» What you will do:
Restate every record exactly, with nothing skipped.

Referring expression pointing data
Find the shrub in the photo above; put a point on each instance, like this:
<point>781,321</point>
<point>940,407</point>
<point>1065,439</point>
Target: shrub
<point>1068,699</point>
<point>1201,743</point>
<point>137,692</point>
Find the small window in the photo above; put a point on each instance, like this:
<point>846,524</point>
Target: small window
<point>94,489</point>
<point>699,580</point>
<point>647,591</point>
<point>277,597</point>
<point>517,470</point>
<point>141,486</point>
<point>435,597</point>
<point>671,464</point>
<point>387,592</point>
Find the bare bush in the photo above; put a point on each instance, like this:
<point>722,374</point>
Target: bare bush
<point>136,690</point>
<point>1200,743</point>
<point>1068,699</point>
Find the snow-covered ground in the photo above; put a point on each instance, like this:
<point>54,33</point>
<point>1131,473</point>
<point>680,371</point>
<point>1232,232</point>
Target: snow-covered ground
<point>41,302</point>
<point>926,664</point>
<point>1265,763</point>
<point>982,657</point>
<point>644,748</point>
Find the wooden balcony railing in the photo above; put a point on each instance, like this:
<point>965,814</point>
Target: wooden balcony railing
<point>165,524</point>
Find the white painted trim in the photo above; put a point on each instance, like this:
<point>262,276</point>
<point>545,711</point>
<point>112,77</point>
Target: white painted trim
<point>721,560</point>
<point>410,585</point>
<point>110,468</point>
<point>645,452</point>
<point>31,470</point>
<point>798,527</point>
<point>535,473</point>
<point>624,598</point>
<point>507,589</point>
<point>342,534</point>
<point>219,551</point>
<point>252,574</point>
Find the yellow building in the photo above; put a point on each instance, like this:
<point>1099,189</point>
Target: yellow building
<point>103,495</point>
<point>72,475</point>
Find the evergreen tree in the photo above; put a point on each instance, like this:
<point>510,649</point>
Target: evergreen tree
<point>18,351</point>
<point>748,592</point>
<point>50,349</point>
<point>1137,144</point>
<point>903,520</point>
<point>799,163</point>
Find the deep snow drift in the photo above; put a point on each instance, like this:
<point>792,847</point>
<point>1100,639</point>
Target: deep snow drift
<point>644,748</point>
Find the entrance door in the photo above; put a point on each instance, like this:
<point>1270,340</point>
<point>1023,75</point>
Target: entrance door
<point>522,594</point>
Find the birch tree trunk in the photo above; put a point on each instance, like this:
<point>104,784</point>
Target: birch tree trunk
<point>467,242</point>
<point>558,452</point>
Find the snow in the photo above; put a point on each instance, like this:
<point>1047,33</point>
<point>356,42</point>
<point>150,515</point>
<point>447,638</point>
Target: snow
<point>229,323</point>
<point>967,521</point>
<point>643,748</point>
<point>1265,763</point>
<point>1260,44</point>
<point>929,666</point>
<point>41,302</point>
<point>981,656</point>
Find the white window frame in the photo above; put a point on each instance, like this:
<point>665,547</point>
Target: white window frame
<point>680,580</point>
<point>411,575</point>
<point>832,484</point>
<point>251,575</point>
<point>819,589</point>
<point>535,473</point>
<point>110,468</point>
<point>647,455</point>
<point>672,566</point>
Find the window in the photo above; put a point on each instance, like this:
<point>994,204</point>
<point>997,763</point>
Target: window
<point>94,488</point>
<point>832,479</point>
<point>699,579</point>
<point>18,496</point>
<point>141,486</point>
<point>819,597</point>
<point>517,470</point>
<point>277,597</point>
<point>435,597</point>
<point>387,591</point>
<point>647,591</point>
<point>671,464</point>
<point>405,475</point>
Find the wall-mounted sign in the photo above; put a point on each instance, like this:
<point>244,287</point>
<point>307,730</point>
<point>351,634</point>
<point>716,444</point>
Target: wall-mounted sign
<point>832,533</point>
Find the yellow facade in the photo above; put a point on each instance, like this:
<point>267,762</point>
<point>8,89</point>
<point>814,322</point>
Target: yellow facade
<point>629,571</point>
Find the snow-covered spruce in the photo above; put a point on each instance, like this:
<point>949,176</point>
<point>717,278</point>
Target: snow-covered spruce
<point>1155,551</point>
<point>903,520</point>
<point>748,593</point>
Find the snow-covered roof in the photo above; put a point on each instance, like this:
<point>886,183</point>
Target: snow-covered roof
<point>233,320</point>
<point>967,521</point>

» Exercise solution:
Find the shrub in the photo above; put a point on each instance, like this:
<point>781,321</point>
<point>940,407</point>
<point>1065,439</point>
Target: shrub
<point>1068,699</point>
<point>1201,743</point>
<point>137,692</point>
Find the small window in the photo above; put a point on each instance, like this:
<point>846,524</point>
Target: small window
<point>94,489</point>
<point>699,580</point>
<point>647,591</point>
<point>277,597</point>
<point>517,470</point>
<point>141,486</point>
<point>435,597</point>
<point>671,464</point>
<point>387,592</point>
Find the bare bush in the photo above; put a point on each instance, like this:
<point>722,374</point>
Target: bare bush
<point>136,690</point>
<point>1200,743</point>
<point>1068,699</point>
Find the snow-covered ground in the photo above; put a point on each instance, like this:
<point>54,33</point>
<point>1131,473</point>
<point>680,371</point>
<point>1232,232</point>
Target: snow-covered ground
<point>41,302</point>
<point>926,664</point>
<point>1265,763</point>
<point>982,657</point>
<point>644,748</point>
Find the wooden balcony railing in the photo above; put a point on each instance, like this:
<point>965,814</point>
Target: wooden balcony railing
<point>165,524</point>
Find the white painted trim in the photo above; put a point on each instance, like this:
<point>262,276</point>
<point>545,711</point>
<point>112,77</point>
Target: white painted trim
<point>721,560</point>
<point>410,585</point>
<point>110,468</point>
<point>645,452</point>
<point>31,470</point>
<point>798,527</point>
<point>535,473</point>
<point>624,598</point>
<point>507,589</point>
<point>342,534</point>
<point>219,551</point>
<point>252,574</point>
Find the yellow building in the photo above; put a point on each instance, like this:
<point>1099,189</point>
Target: yellow building
<point>103,495</point>
<point>72,475</point>
Find the evergreen tree in the photo above; put a point on each instance, like this:
<point>510,649</point>
Target: evergreen tree
<point>18,351</point>
<point>748,592</point>
<point>50,349</point>
<point>1137,144</point>
<point>903,520</point>
<point>799,163</point>
Find the deep snow drift in the photo above; put a point on each instance, like this:
<point>792,847</point>
<point>1100,639</point>
Target: deep snow drift
<point>644,748</point>
Find the entrance door in the photo above; put a point on each instance, like this:
<point>1270,340</point>
<point>1023,75</point>
Target: entrance door
<point>522,594</point>
Find the birch tree trunk in the photo above; put a point on each instance, like this:
<point>104,784</point>
Target: birch tree trunk
<point>467,242</point>
<point>558,452</point>
Find the snow in the photo above; put a point on each instance, like this:
<point>1047,33</point>
<point>356,42</point>
<point>150,515</point>
<point>447,638</point>
Target: snow
<point>229,323</point>
<point>967,521</point>
<point>643,748</point>
<point>1265,763</point>
<point>1260,44</point>
<point>929,666</point>
<point>41,302</point>
<point>981,656</point>
Find the white window frame in the photo above; put a point on each instance, like this:
<point>665,547</point>
Target: white window frame
<point>680,580</point>
<point>411,575</point>
<point>832,484</point>
<point>251,575</point>
<point>819,589</point>
<point>535,473</point>
<point>110,468</point>
<point>647,455</point>
<point>672,566</point>
Find the window in the photo above; put a point on each instance, like this:
<point>994,204</point>
<point>997,763</point>
Target: window
<point>94,488</point>
<point>832,479</point>
<point>699,579</point>
<point>18,496</point>
<point>141,486</point>
<point>819,597</point>
<point>517,470</point>
<point>277,597</point>
<point>435,597</point>
<point>387,591</point>
<point>647,591</point>
<point>671,464</point>
<point>405,475</point>
Find the wall-mounted sign in the photo above; put a point on each instance, like this:
<point>244,287</point>
<point>307,730</point>
<point>351,634</point>
<point>716,444</point>
Target: wall-mounted sign
<point>832,533</point>
Find the yellow facade in the photo above; put a point on each instance, like this:
<point>267,762</point>
<point>8,89</point>
<point>814,322</point>
Target: yellow facade
<point>629,571</point>
Find the snow-covered spruce in the photo above; put a point on each instance, like this:
<point>949,176</point>
<point>717,278</point>
Target: snow-covered spruce
<point>1155,551</point>
<point>903,520</point>
<point>748,593</point>
Find the snow-covered roof in the photo above; put a point on each instance, like this:
<point>886,183</point>
Target: snow-covered roof
<point>233,320</point>
<point>967,521</point>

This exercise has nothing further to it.